▶ **Data for this task**:
START
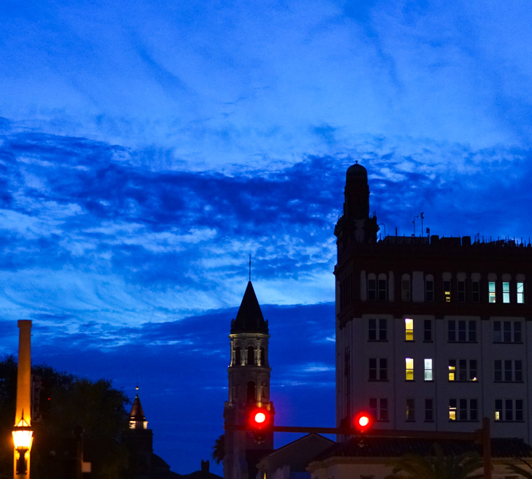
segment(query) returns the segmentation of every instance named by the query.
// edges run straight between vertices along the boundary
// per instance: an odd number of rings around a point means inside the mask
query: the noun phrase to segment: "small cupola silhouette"
[[[144,411],[142,410],[141,400],[139,398],[139,387],[137,386],[135,389],[136,389],[136,394],[130,413],[130,429],[147,429],[148,421],[146,420]]]
[[[239,333],[268,334],[268,321],[264,319],[251,281],[248,282],[237,317],[231,321],[231,334]]]
[[[345,181],[344,214],[354,219],[366,219],[370,216],[370,187],[368,171],[358,163],[347,169]]]

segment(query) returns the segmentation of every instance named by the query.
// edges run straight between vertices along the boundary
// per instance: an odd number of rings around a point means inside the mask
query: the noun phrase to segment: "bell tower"
[[[273,403],[270,401],[269,338],[268,321],[262,317],[250,281],[237,317],[231,321],[229,335],[229,398],[223,412],[225,479],[254,479],[258,459],[273,450],[272,432],[266,433],[259,443],[251,432],[230,429],[245,425],[247,414],[253,406],[274,413]]]
[[[377,216],[370,214],[368,172],[361,165],[348,168],[344,195],[344,211],[335,228],[339,260],[357,243],[376,243],[379,230]]]

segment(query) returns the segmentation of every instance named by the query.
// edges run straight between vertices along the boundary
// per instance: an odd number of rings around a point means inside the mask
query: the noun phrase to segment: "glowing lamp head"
END
▶ **Request**: Copy out all of the records above word for word, but omit the pictures.

▶ **Answer to this exercise**:
segment(query) returns the segmentation of every instance named by the query.
// edges run straight between vertices along the boundary
// per instance: an odd number of rings around a point means inside the mask
query: the noun phrase to segment: "small cupola silhouette"
[[[144,411],[142,410],[141,400],[139,398],[139,387],[137,386],[135,389],[136,389],[136,394],[130,413],[130,429],[147,429],[148,421],[146,420]]]
[[[239,333],[268,334],[268,321],[264,319],[251,281],[248,282],[237,317],[231,321],[231,334]]]
[[[345,181],[344,214],[354,219],[366,219],[370,216],[370,187],[368,171],[358,163],[347,169]]]

segment(query) returns the segmentation of every instance named by the query.
// edges run straight between vertices along the boundary
// per instance: an odd number of rings around a point means inside the mask
query: the noun phrase to segment: "bell tower"
[[[273,403],[270,401],[269,338],[268,321],[262,317],[250,281],[237,317],[231,321],[229,335],[229,398],[223,412],[225,479],[254,479],[258,459],[273,450],[272,432],[266,433],[259,443],[251,432],[230,429],[245,425],[247,414],[253,406],[274,413]]]
[[[377,216],[370,214],[368,172],[361,165],[348,168],[344,195],[344,211],[335,228],[339,260],[357,243],[376,243],[379,230]]]

segment(query) returns the segmentation of every instance named by the query.
// edges run straight between vertices along the boundary
// per instance: an odd number of rings around a point means inside the mask
query: the noun phrase to segment: "glowing lamp head"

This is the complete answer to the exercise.